Extract provided
- - - -
Aquino still optimistic about Amalilio deportation
DAVOS, Switzerland – President Benigno Aquino III expressed confidence here Friday night that suspected investment scammer Manuel Amalilio would soon be repatriated to the Philippines to face trial and then sent to jail for ripping off many small investors.
Speaking to visiting Philippine media on the sidelines of the World Economic Forum annual meeting here, Aquino also appealed to the public to guard against investment opportunities that are too good to be true. He said that the Department of Trade and Industry and Securities and Exchange Commission did not lack in warning the public long before more people were cajoled into putting hard-earned money into Amalilio’s Pasay-based trading firm Aman Futures Group Phils. Inc.
Based on earlier reports, the “double-your-money” scam perpetrated by Aman Futures Group Phils. Inc. was estimated to have siphoned off P12 billion, especially from low-income investors in Pagadian City and other parts of the Visayas and Mindanao.
Amalilio is a Filipino of Malaysian descent, whose alleged scheme was to solicit investments or money placements, promising to return the entire sum in the form of post-dated checks plus investment profit raging from 15 to 30 percent to as high as 40 percent, based on Securities and Exchange Commission documents.
Aquino said the National Bureau of Investigation had gone to Malaysia to repatriate Amalilio but “some technical issues” cropped out. The President said he was still waiting for the official report on these technical issues that aborted the deportation from Malaysia. Police in Kota Kinabalu stopped Amalilio’s deportation to the Philippines.
“But we expect him to be brought back to the Philippines and to face trial in the Philippines —and with the evidence that’s presented — to be convicted, sent to jail, and that will serve, hopefully, as a deterrent to others who will embark on this,” Aquino said.
“Hindi ba, parang, kung walang nakukulong, kikita ng bilyong-bilyong ganyan.(If no one goes to jail, billions more will be made in scams like that),” he said.
The President reminded Filipinos not to fall prey to investments promising outrageous returns.
- - - -
Coordinate labeling data

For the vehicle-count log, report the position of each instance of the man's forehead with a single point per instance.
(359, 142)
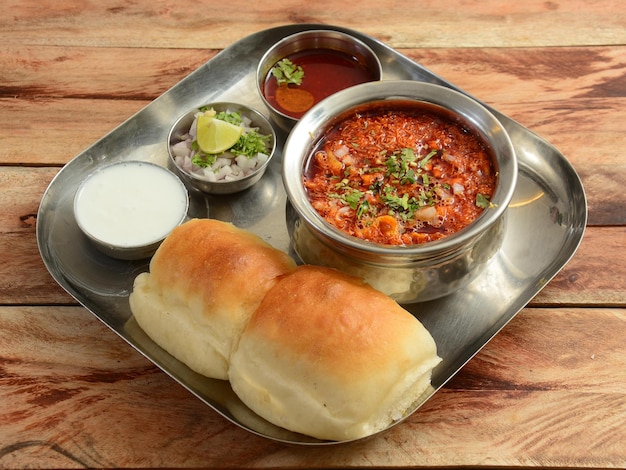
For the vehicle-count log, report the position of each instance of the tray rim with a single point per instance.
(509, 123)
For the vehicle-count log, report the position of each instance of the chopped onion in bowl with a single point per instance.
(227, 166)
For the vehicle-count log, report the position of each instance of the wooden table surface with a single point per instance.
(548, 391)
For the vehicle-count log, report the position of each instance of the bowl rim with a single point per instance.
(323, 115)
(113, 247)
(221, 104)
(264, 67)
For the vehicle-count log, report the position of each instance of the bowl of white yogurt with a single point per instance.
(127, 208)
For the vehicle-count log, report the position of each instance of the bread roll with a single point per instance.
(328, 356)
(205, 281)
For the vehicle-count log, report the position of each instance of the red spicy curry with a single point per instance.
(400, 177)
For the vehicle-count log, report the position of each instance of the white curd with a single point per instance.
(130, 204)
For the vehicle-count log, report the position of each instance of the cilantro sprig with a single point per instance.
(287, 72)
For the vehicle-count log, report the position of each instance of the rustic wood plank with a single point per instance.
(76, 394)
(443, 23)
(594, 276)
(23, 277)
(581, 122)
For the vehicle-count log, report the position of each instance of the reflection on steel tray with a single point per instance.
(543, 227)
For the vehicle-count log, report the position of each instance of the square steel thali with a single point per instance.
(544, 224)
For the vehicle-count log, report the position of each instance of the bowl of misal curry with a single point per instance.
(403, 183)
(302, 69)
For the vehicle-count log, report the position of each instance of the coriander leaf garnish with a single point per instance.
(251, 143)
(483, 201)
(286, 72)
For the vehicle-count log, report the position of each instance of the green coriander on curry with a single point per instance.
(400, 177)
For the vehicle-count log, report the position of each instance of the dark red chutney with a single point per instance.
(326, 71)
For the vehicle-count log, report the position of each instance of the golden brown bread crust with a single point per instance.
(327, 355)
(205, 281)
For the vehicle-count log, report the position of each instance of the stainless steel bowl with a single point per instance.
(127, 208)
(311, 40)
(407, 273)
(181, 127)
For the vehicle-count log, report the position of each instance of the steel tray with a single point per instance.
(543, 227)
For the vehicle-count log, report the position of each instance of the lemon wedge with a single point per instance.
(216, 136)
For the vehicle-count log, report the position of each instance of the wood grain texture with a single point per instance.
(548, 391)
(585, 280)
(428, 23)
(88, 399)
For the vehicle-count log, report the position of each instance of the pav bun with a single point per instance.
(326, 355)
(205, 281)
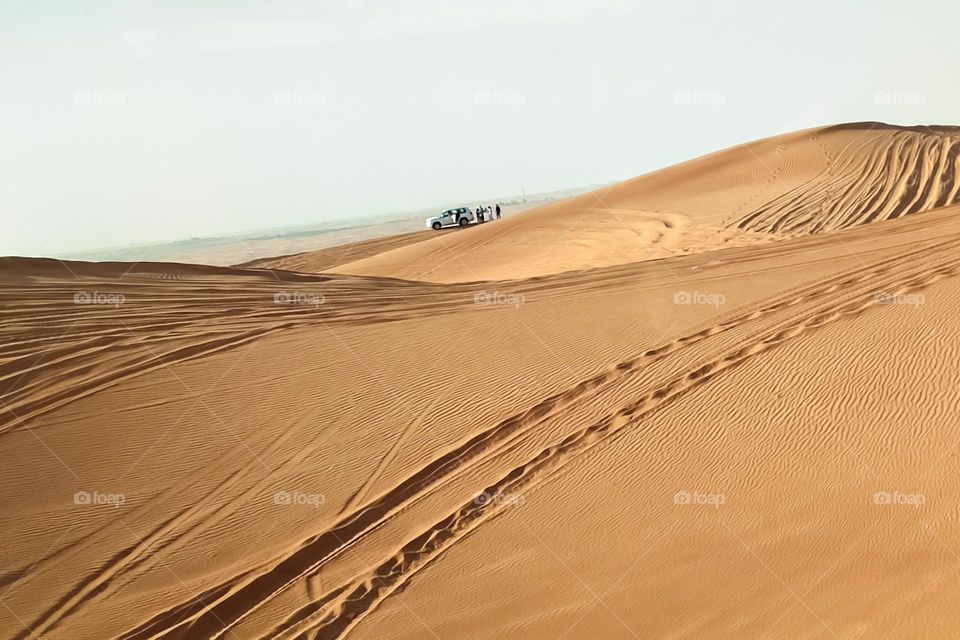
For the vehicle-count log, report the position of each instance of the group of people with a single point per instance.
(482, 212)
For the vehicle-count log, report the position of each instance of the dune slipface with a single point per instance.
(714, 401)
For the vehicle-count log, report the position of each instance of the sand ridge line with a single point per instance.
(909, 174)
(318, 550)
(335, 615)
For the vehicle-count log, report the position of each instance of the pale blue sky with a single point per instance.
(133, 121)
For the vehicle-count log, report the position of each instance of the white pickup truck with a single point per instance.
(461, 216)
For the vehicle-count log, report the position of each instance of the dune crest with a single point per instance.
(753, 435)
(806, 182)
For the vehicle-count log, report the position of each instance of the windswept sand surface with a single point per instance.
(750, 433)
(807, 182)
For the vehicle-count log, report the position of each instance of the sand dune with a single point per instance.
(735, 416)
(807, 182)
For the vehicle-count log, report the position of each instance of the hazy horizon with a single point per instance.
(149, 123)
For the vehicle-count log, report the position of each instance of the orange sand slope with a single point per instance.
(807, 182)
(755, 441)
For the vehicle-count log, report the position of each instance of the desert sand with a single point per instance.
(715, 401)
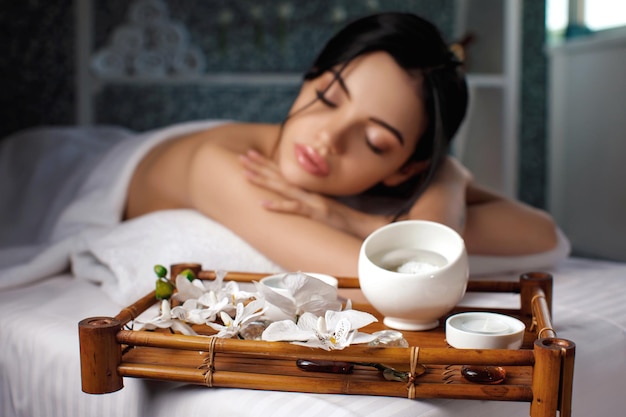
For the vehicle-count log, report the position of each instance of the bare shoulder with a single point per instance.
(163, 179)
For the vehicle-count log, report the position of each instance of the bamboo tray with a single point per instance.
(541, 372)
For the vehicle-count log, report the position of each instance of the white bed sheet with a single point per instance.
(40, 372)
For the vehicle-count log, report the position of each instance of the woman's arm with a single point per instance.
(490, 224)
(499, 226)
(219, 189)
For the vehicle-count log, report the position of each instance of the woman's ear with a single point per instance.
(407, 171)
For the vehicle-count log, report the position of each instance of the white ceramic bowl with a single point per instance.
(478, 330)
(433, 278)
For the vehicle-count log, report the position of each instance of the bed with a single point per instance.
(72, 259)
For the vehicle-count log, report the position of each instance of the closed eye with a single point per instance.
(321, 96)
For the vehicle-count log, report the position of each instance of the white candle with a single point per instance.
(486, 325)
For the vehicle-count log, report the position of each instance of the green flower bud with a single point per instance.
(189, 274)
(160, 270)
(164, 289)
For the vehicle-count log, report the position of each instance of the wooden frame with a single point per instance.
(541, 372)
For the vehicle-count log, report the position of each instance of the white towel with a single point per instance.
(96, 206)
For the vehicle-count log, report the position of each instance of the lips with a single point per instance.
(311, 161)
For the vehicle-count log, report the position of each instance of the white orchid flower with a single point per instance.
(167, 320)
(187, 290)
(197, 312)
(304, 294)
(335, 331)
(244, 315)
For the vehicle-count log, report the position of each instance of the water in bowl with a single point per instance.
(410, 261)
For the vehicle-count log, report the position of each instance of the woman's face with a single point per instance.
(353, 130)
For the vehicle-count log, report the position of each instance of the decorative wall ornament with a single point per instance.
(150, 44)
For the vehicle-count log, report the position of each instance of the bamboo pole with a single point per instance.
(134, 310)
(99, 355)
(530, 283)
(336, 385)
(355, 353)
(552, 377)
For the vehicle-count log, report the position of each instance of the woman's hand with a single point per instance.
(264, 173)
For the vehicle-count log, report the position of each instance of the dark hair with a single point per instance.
- - - -
Exercises
**A)** List every percentage figure that the article on the Amalilio deportation gives.
**B)** Write out the passage of the article on the Amalilio deportation word for word, starting at "Aquino still optimistic" and ending at "firm Aman Futures Group Phils. Inc.".

Solutions below
**A)**
15 percent
30 percent
40 percent

**B)**
Aquino still optimistic about Amalilio deportation
DAVOS, Switzerland – President Benigno Aquino III expressed confidence here Friday night that suspected investment scammer Manuel Amalilio would soon be repatriated to the Philippines to face trial and then sent to jail for ripping off many small investors.
Speaking to visiting Philippine media on the sidelines of the World Economic Forum annual meeting here, Aquino also appealed to the public to guard against investment opportunities that are too good to be true. He said that the Department of Trade and Industry and Securities and Exchange Commission did not lack in warning the public long before more people were cajoled into putting hard-earned money into Amalilio’s Pasay-based trading firm Aman Futures Group Phils. Inc.